#### Requirements
[1] In the comment thread on pass rush and passing efficiency, what correlation range does Matt describe as a strong correlation?
[2] Carry the comment thread on pass rush and passing efficiency forward from its final sentence.

#### Excerpted text
------
Matt,  May 26, 2010 at 2:11 PM  

A couple quick (for me) comments:

First, nice piece. A very interesting statistical approach to pass defense effectiveness, even if it didn't establish any hard, fast rules.

Second, correlations. In the scientific studies that I am familiar with (mainly social science-type stuff), you can more or less break the "strength" of a correlation into 5ths. 0.0 to 0.20 is no correlation. 0.20 to 0.40 is a decent correlation. 0.40 to 0.60 is a strong correlation. 0.60 to 0.80 is a very strong correlation (researchers do backflips if they find a correlation this high). 0.80 to 1.00 is an extremely strong correlation (and virtually impossible to achieve).

My third point follows from the second and requires a quote from above:

"However, we have a problem: “Net Yards per Attempt” includes sacks. It’s attempts plus sacks, over passing yards minus sack yards. The higher the sack rate, the more passing yardage will be depressed—so our correlation is artificially enhanced."

You found a .451 correlation between NY/A and Sacks, but say it's artificially enhanced. I don't think it's "artificial" at all. The yards lost to Sacks SHOULD be included because this is exactly what you're trying to examine - How does the pass rush (measured in terms of Sacks) affect passing efficiency (measured in terms of NY/A)? When you removed the Sack yardage, you basically removed your independent variable from the equation and, not surprisingly, your correlation dropped to near-zero.

Fourth, I don't remember off-hand how to verify "statistical significance," but I can find out and get back to you. Or maybe there's someone else who's a little more schooled in statistical analysis methods than I am who will read this and fill you in. Overall, though, I think your .451 correlation indicates that pass rush decreases passing efficiency.

Finally, to address Big Slim's comments about pass rush vs. secondary play, I think it's clear that it's a two-way street. Better pass rush helps the secondary and a better secondary helps the pass rush. Which has the greater impact is a matter of debate, but I would say pass rush is the stronger factor. This is all passed purely on my own subjective observations and "common sense," though, so take it for what you will.

Matt,  May 26, 2010 at 2:16 PM  

In my last sentence, "passed" is supposed to be "based." I should really proof-read BEFORE I hit the Post Comment button. :-)

Steve,  May 26, 2010 at 2:59 PM  

in another method to madness, and i have know idea if even feasible, would be if there is a higher rate of passes defensed to sacks.

ie. if the avg nfl game has 3 sacks and 3 passes defensed...

what happens with passes defensed if there are 4,5 sacks or 1 0r 2 sacks ???


Ty,  May 26, 2010 at 4:43 PM  

Big Slim--

Well said.

I've never really believed in a purely statistical approach. To me, there's value in informed, impassioned observation. However, I know from aforementioned high school math that there are absolute truths--especially when it comes to probability and statistics--that are wildly counterintuitive.
------
#### Material provided
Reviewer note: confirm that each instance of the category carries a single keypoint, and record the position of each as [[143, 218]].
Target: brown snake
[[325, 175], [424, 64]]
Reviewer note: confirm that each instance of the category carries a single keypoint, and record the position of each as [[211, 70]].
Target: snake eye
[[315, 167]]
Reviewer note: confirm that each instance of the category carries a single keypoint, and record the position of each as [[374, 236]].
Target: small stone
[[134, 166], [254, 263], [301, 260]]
------
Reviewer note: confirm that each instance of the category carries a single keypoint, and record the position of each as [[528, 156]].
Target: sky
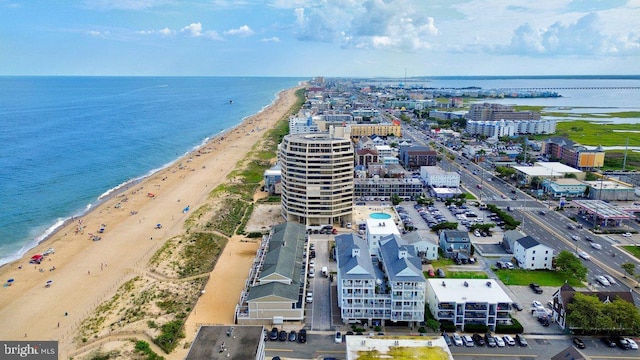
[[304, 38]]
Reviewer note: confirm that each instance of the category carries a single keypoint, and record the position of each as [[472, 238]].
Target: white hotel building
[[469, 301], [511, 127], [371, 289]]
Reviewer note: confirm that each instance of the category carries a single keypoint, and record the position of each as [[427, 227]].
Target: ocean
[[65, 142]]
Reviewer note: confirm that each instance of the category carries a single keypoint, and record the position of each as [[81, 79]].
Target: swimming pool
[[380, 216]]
------
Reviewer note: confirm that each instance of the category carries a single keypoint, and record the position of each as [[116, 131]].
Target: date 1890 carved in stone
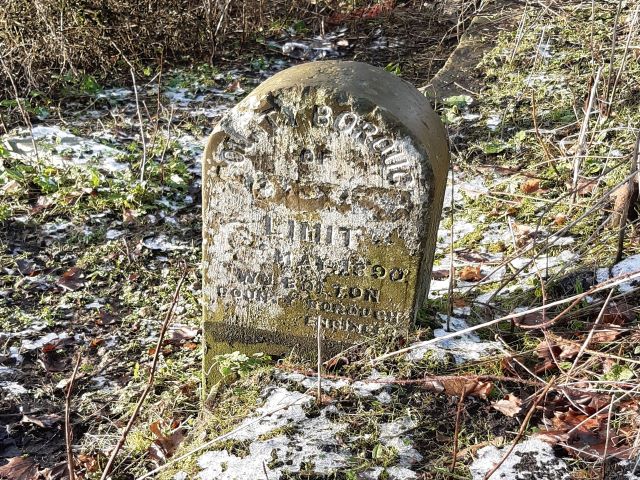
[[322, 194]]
------
#### Final results
[1] 0.40 to 0.60.

[2]
The reason I tried to take a purely dispassionate, statistical approach on this one, because every time I mentioned that fact that the Lions' secondary is, at best, a totally unknown quantity, I was tarred and feathered by angry throngs insisting that it won't matter because of the defensive line. With emotions high, I wanted to get to as objective of a truth as possible.

"The argument basically comes down to two perspectives: either the secondary helps out the line by holding coverage to force coverage sacks, or the line helps out the secondary by limiting the QB reads. By this reasoning, depending on which logic you follow, the Lions will either do great or be horrible, no in-between."

Actually, I think there's a pretty strong case to be made that the defensive line will help the defense as a whole be not-horrible. HOWEVER, the defensive line itself can't possibly be so good that the horrible coverage won't matter.

I tend to believe that the disruption, or lack thereof, by the defensive line, is the most important factor in the offense/defense interaction. However, if the corners are playing 12-15 yards off the wideouts, no amount of DL pressure in the world is going to prevent those uncontested receptions.


Ty,  May 26, 2010 at 5:05 PM  

"The yards lost to Sacks SHOULD be included because this is exactly what you're trying to examine - How does the pass rush (measured in terms of Sacks) affect passing efficiency (measured in terms of NY/A)?"

That's close, but not quite. What I REALLY want to know is, how does pass rush (measured in some crazy metric that doesn't exist, like Average Time to Throw Before Eaten By DE) affect passing efficiency (measured in terms of NY/A)?

All I have to use is sacks, though, so that's what I used--and looking for a correlation between Sacks and a statistic (NY/A) that's computed with both Sacks and Sack Yardage as major factors is like looking for fish in a fish tank.

It wasn't a given that using raw Y/A instead of the sack adjusted NY/A would have guaranteed near-zero correlation. An increase in sack rate might have seen quarterbacks turn to screens, three-step drops, and other quick-release passing options to neutralize the rush; that would depress raw Y/A even without any actual sacks occurring.

THAT, I think, is what fans are hoping to see: an offense "playing scared" because of the fury of the pass rush,; the threat of sacks forcing the offense to play max protect, go into a shell, and eliminate the deep routes that might expose the cornerbacks.

Unfortunately, even if there were a strong correlation between increased sacks per attempt and decreased yards per attempt, I'm still not convinced that the Lions' defensive line will be SO GOOD that said correlation wil make up for how truly undermanned the CB position is.


Ty,  May 26, 2010 at 5:07 PM  


Oh, and by the way, thanks for the clarification on correlation! Looks like my conclusions are mostly correct, but the "practically zero" correlations are a little stronger than I thought, and the other ones are really quite strong.


Lies, Damned Lies and Statistics (Rob),  May 26, 2010 at 7:23 PM  

As far as I understand it, statistical significance is based on sample theory. ie to what extent your findings from your 'sample' can be translated to the wider 'population'.

Given that generally you have all the data for previous years, your findings are valid within the data set.

In terms of extending them to future years (namely 2010) statistical significance will go up, as the standard deviation (the average distance between all your scatter plots) goes down and the sample size (number of plots) goes up.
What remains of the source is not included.